• [EXERCISE BRIEF]:
From the first line to the last, reproduce the records exactly as they appear below.

• [SUPPLIED DATA]:
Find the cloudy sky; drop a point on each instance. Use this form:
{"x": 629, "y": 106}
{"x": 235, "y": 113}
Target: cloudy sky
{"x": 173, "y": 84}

• [YOUR RESPONSE]:
Find the cloudy sky; drop a point on each instance. Use this form:
{"x": 629, "y": 106}
{"x": 235, "y": 113}
Target: cloudy sky
{"x": 173, "y": 84}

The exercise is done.